= WORK INSTRUCTIONS =
Edit the stretch from the line that contains "TARGET: cream flower" through the end of the records so that "hooded flower" becomes "helmet flower", leaving everything else unchanged.
+ + + + + + +
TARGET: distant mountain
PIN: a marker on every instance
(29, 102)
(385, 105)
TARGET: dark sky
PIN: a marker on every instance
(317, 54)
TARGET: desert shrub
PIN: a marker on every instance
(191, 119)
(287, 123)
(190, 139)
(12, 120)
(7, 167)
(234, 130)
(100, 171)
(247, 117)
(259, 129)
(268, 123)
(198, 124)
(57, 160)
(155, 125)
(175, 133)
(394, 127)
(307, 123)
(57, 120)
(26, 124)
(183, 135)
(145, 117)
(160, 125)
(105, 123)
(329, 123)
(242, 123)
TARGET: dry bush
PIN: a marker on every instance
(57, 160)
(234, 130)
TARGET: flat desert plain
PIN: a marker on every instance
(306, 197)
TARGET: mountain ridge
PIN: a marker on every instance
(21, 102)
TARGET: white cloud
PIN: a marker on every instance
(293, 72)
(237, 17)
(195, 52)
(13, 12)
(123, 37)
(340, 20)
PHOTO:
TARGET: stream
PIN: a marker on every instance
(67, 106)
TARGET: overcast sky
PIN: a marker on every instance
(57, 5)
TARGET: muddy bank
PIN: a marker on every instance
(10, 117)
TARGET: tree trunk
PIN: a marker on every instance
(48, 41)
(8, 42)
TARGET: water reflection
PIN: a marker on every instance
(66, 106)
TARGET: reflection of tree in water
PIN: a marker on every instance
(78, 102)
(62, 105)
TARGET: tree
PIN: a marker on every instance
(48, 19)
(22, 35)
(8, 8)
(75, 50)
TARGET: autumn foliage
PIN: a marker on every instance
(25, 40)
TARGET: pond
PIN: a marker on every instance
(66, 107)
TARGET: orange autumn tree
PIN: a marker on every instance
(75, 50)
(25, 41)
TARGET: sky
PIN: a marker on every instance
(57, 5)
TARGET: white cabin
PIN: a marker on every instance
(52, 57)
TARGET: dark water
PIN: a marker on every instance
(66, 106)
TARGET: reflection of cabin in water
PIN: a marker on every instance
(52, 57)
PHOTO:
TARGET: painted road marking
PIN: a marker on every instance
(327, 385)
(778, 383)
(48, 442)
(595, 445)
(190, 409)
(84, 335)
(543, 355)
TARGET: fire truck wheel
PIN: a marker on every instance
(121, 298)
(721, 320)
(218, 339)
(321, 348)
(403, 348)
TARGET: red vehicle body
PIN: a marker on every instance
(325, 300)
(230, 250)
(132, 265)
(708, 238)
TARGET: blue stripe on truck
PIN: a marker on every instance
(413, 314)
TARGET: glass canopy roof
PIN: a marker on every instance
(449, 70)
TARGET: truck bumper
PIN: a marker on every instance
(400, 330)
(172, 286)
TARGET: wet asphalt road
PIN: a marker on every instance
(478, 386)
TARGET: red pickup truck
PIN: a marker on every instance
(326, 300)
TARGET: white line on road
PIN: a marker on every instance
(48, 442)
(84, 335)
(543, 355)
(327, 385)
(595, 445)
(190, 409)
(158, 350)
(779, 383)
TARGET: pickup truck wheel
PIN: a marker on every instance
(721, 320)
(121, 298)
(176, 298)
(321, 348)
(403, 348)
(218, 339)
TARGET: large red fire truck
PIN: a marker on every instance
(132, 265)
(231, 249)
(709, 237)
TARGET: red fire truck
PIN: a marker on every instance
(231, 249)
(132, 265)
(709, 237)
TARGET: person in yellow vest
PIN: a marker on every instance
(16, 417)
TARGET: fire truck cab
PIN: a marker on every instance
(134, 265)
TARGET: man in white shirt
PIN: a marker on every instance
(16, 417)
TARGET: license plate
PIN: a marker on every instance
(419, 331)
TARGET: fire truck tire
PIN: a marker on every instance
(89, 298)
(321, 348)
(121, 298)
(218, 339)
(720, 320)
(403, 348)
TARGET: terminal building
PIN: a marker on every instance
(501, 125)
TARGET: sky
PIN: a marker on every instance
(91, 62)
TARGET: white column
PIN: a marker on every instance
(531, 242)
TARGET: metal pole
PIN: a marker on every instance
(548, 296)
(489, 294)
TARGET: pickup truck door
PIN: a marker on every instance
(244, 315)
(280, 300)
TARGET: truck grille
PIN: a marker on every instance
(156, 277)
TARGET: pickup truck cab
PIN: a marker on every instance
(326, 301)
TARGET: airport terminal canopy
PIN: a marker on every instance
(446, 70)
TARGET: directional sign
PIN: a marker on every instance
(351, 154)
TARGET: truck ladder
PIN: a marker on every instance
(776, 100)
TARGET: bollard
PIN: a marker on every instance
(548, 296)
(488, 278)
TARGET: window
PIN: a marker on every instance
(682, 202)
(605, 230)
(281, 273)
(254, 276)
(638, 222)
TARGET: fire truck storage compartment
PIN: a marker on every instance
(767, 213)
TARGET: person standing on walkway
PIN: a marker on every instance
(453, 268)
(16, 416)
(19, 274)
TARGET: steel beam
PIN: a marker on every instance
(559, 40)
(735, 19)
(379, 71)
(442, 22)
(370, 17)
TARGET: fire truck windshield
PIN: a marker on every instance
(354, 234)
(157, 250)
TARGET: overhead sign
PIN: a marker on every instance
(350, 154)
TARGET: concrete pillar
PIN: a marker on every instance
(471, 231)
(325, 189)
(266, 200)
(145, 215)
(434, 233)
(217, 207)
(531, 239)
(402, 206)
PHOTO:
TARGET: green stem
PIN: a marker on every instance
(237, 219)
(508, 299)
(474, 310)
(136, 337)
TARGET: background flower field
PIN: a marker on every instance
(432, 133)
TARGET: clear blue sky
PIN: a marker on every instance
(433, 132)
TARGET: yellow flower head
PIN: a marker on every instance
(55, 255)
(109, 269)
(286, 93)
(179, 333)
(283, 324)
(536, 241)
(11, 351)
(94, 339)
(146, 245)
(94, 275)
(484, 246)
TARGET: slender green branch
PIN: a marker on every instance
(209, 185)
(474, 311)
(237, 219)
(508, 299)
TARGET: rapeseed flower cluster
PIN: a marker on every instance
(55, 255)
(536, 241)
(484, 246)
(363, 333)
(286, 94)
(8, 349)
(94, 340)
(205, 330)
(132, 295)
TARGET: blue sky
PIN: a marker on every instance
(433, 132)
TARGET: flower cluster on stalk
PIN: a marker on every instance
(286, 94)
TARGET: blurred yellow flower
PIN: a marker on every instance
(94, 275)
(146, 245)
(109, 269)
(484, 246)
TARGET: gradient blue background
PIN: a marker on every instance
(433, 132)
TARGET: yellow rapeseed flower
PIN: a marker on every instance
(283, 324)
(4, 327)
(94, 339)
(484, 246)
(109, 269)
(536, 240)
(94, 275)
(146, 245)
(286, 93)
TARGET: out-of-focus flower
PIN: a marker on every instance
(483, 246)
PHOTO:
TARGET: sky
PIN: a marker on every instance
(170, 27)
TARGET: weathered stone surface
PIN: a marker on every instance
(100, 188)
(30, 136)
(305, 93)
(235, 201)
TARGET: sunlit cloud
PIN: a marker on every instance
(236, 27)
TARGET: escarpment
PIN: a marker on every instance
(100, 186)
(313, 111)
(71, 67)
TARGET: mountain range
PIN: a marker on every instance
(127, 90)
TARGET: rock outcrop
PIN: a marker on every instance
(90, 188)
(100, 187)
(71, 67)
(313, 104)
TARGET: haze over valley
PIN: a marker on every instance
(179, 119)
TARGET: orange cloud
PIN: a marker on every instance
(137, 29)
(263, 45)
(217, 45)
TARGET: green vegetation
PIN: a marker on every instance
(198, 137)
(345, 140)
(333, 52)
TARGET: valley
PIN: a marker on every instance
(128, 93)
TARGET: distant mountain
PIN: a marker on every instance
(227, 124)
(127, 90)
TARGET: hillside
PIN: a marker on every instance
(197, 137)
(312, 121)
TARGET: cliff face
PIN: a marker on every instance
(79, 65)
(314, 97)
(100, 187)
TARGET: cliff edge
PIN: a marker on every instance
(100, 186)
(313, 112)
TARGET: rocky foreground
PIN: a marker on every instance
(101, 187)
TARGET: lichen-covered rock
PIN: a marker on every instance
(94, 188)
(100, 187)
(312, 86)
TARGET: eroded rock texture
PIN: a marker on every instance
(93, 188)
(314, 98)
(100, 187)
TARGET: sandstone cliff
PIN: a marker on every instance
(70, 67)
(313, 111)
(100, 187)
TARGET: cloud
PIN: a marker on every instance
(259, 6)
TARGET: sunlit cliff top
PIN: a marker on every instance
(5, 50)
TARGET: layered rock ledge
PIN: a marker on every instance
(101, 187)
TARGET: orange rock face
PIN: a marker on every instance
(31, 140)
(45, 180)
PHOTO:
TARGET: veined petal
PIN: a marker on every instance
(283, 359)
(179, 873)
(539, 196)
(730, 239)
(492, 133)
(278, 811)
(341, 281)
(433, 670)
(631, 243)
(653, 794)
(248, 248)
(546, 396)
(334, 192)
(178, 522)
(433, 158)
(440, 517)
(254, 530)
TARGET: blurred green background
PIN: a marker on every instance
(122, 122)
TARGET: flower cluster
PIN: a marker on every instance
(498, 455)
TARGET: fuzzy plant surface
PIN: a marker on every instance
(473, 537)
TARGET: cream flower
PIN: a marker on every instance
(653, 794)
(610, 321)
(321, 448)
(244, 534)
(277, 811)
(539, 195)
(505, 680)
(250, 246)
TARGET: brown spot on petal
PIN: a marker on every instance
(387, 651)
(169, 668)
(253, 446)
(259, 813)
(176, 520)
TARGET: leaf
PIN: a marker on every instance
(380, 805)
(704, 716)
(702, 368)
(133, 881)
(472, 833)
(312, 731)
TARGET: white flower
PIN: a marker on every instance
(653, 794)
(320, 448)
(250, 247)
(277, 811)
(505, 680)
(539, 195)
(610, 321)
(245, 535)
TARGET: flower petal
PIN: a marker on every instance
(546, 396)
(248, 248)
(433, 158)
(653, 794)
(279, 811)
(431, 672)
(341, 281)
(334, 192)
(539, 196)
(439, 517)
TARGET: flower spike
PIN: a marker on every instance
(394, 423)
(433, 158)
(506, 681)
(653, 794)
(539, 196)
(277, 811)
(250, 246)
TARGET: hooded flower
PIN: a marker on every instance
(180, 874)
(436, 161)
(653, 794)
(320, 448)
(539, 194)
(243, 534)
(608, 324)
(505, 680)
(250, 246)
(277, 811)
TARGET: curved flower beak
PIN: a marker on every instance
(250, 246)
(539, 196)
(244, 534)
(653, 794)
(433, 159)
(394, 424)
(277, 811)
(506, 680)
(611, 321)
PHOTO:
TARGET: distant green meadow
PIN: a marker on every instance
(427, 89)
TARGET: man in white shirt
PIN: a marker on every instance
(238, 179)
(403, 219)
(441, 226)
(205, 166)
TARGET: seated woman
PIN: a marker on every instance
+ + + + + + +
= EXERCISE SOLUTION =
TARGET: cream flower
PIN: a marker on every instance
(653, 794)
(610, 321)
(321, 448)
(244, 534)
(277, 811)
(539, 195)
(505, 680)
(250, 246)
TARGET: brown spot on petal
PIN: a marker on every instance
(387, 651)
(169, 668)
(253, 446)
(259, 813)
(176, 520)
TARGET: leaf
PIN: a marker on every instance
(380, 805)
(704, 716)
(702, 368)
(133, 881)
(472, 833)
(312, 731)
TARGET: white flower
PIN: a marker on every instance
(653, 794)
(320, 448)
(250, 247)
(277, 811)
(505, 680)
(539, 195)
(610, 321)
(245, 535)
TARGET: flower petal
PIN: a marker on every instance
(546, 396)
(248, 248)
(433, 158)
(653, 794)
(279, 811)
(431, 672)
(341, 281)
(334, 192)
(539, 196)
(439, 517)
TARGET: flower spike
PIN: a marker on every instance
(394, 423)
(433, 158)
(506, 681)
(653, 794)
(539, 196)
(277, 811)
(250, 246)
TARGET: helmet flower
PIN: a marker on every instance
(180, 874)
(436, 161)
(653, 794)
(320, 448)
(539, 194)
(243, 534)
(608, 324)
(505, 680)
(250, 246)
(277, 811)
TARGET: curved flower beak
PIN: a marker on every instance
(250, 246)
(539, 196)
(244, 534)
(653, 794)
(433, 159)
(394, 424)
(277, 811)
(506, 680)
(611, 321)
PHOTO:
TARGET: distant green meadow
PIN: a marker on every instance
(427, 89)
TARGET: man in white shirt
PIN: a marker on every instance
(238, 179)
(403, 219)
(441, 226)
(205, 166)
TARGET: seated woman
PIN: a marker on every instance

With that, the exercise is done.